───── SUPPLIED MATERIAL ─────
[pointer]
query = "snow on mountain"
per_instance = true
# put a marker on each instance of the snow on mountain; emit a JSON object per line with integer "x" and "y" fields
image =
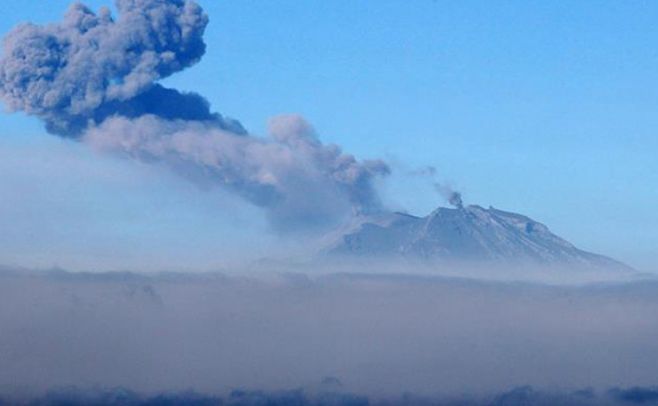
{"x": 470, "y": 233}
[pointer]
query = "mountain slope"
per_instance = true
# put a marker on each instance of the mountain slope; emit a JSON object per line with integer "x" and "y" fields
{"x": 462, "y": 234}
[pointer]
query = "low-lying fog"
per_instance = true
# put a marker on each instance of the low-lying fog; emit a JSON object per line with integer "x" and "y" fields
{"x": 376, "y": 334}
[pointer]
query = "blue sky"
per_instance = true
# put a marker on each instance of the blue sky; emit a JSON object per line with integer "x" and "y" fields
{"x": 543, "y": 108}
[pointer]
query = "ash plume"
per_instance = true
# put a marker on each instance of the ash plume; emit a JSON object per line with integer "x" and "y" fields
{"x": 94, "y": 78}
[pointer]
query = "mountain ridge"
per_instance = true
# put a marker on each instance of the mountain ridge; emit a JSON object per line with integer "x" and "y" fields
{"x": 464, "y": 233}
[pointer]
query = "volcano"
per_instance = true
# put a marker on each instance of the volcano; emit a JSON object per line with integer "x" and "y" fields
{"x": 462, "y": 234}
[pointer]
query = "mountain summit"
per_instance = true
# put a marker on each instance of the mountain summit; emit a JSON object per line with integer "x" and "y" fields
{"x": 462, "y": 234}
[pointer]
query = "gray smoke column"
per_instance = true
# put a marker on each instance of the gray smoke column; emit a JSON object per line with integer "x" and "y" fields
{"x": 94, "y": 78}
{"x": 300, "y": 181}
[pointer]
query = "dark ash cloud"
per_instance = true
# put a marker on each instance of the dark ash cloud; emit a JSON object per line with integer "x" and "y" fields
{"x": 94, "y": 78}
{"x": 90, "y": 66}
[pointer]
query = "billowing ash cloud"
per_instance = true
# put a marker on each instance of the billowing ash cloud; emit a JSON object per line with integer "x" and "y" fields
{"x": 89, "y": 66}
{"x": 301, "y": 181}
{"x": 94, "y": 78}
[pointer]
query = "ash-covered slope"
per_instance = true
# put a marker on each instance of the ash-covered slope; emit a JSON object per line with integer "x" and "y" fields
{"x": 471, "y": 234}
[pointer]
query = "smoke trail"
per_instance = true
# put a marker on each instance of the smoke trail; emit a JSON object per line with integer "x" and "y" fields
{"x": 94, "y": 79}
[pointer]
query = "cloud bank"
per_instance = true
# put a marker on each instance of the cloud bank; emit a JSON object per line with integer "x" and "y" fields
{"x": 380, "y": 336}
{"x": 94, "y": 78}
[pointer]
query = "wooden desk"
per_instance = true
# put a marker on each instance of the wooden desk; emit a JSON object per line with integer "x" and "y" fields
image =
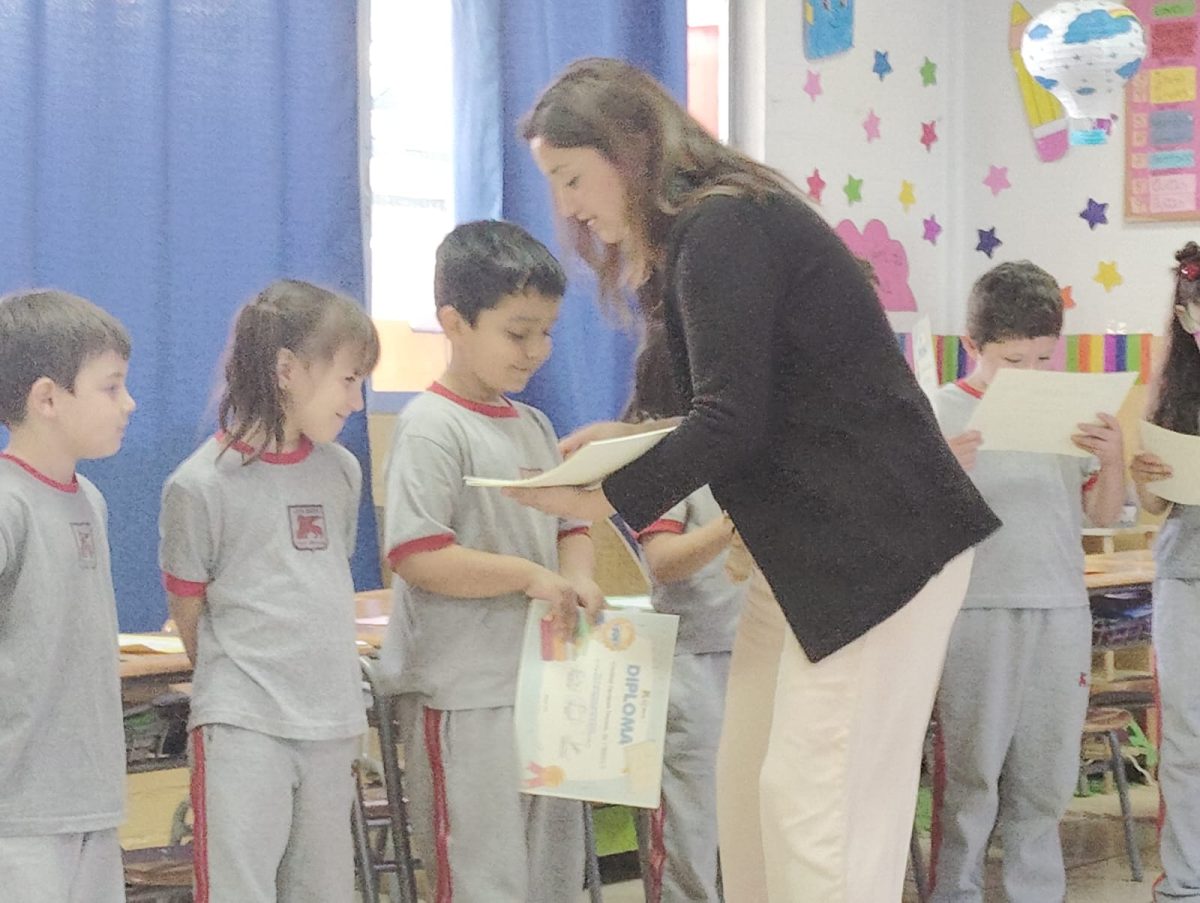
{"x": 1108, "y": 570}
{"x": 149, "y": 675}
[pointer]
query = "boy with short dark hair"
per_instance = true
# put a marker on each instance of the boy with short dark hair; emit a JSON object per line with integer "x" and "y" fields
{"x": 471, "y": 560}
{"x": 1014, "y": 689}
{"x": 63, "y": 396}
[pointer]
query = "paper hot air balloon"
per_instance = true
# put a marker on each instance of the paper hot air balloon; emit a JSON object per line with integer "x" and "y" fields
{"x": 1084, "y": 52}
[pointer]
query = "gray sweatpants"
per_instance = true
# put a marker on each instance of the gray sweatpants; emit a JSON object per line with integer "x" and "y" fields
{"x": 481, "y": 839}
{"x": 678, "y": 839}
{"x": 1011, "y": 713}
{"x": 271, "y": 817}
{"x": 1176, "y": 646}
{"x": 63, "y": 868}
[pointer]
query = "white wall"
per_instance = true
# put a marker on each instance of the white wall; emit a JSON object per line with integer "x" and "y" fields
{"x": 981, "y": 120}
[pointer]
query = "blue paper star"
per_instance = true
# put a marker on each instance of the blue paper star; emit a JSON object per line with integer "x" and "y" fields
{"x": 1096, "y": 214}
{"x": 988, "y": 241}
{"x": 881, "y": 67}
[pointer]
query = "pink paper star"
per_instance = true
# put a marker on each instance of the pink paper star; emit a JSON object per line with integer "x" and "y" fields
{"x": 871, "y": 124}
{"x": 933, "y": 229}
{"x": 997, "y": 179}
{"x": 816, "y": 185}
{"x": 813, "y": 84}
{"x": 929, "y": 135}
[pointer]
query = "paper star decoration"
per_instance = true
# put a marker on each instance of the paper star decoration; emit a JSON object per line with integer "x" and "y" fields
─────
> **YOUR TASK**
Quote the records above in full, dropping each picture.

> **RESULT FOR THIS TASK**
[pointer]
query = "snow on mountain"
per_instance = true
# put a marker on each instance of the snow on mountain; emit a JSON object per line with integer "x" and "y" fields
image =
{"x": 470, "y": 233}
[pointer]
query = "mountain slope"
per_instance = true
# put a marker on each instance of the mountain slope; emit a JSON object per line with integer "x" and "y" fields
{"x": 462, "y": 234}
[pointer]
query = "low-lying fog"
per_instance = true
# put a marker on each instance of the low-lying fog; emit a JSON object per line with integer "x" and "y" fields
{"x": 376, "y": 334}
[pointer]
query = "blue sky"
per_instance = true
# put a marker on each instance of the blue sky; emit a JSON object per line with integer "x" and "y" fields
{"x": 543, "y": 108}
[pointer]
query = "ash plume"
per_instance = true
# put a marker on each instance of the ash plume; emit a JSON object per line with integer "x" and "y" fields
{"x": 94, "y": 78}
[pointer]
query = "mountain ridge"
per_instance = true
# put a marker on each instance of the mountain ridge; emit a JSON object per line with integer "x" and "y" fields
{"x": 464, "y": 233}
[pointer]
query = "volcano"
per_instance = true
# put a marker on each instance of the volcano; emit a JSON object per line with integer "x" and "y" fields
{"x": 462, "y": 234}
[pointer]
query = "mountain summit"
per_instance = true
# put a marker on each instance of the mountain summit; emit a JSON object per line with integer "x" and "y" fields
{"x": 462, "y": 234}
[pointer]
query = "gray smoke column"
per_instance = true
# put a marker on each instance of the gray smoke column; emit a JSON object per line with integer "x" and "y" fields
{"x": 94, "y": 78}
{"x": 300, "y": 181}
[pointer]
query = "dark ash cloud"
per_instance = true
# put a marker on each instance of the dark ash cloud; emit a JSON object per line with integer "x" and "y" fields
{"x": 94, "y": 78}
{"x": 90, "y": 66}
[pointer]
query = "billowing ash cloud"
per_instance = true
# put a marker on each instance of the billowing ash cloud; emit a JSON object per line with integer "x" and "y" fields
{"x": 89, "y": 66}
{"x": 301, "y": 181}
{"x": 94, "y": 78}
[pointer]
query = "ash-covered slope"
per_instance = true
# put a marker on each instance of the ash-covered slope; emit a JSON object per line with integer "x" and "y" fields
{"x": 471, "y": 234}
[pointer]
query = "smoke trail"
per_instance = true
# put a marker on each instance of the smoke trail; emit a JSON object per line with integer "x" and "y" fields
{"x": 94, "y": 79}
[pointer]
query = "cloud bank"
per_instance = true
# put a marker on each instance of the cloud bank; emit a JSON object per line with integer "x" and "y" fields
{"x": 380, "y": 336}
{"x": 94, "y": 78}
[pointer]
query = "wooden desk"
per_instance = true
# put a marker on each instance of the wooden desk; emit a JSON object per line with integer "x" and "y" fields
image =
{"x": 1108, "y": 570}
{"x": 149, "y": 675}
[pointer]
query = "boy with short dark hair"
per_instance = true
# put a marker on each instance of the boy with short dark hair; emit a JSON object per line with integer "x" and "y" fields
{"x": 471, "y": 560}
{"x": 1014, "y": 689}
{"x": 63, "y": 396}
[pointer]
query = "paper hot air balloon"
per_instance = true
# put a marker on each instance of the paper hot air balloon; emit a JSON object per line with integer "x" and "y" fields
{"x": 1084, "y": 52}
[pointer]
query = "gray sweatpants"
per_instance = true
# put a marker on each instance of the gray sweatpants; emit a JSON object per line with integer "x" and "y" fields
{"x": 481, "y": 839}
{"x": 678, "y": 839}
{"x": 1011, "y": 713}
{"x": 271, "y": 817}
{"x": 1176, "y": 646}
{"x": 63, "y": 868}
[pointer]
query = "white wall"
per_instance = true
# put a marker on each instance of the white wall; emit a JSON object per line with integer "x" and "y" fields
{"x": 981, "y": 120}
[pointer]
query = "blue paper star"
per_instance = true
# put a marker on each instance of the blue paper star; emit a JSON object per line with integer "x" and "y" fields
{"x": 1096, "y": 214}
{"x": 988, "y": 241}
{"x": 881, "y": 67}
[pointer]
query = "pink paper star"
per_instance = true
# put a marker on each instance of the pink paper star; emit a JSON object per line with integer "x" and "y" fields
{"x": 871, "y": 124}
{"x": 933, "y": 229}
{"x": 997, "y": 179}
{"x": 816, "y": 185}
{"x": 813, "y": 84}
{"x": 929, "y": 135}
[pointer]
query = "paper star decoration"
per_instance = true
# put a marker on each instance of the paper star decoration; emit a JSON object per line with integer "x" and "y" fields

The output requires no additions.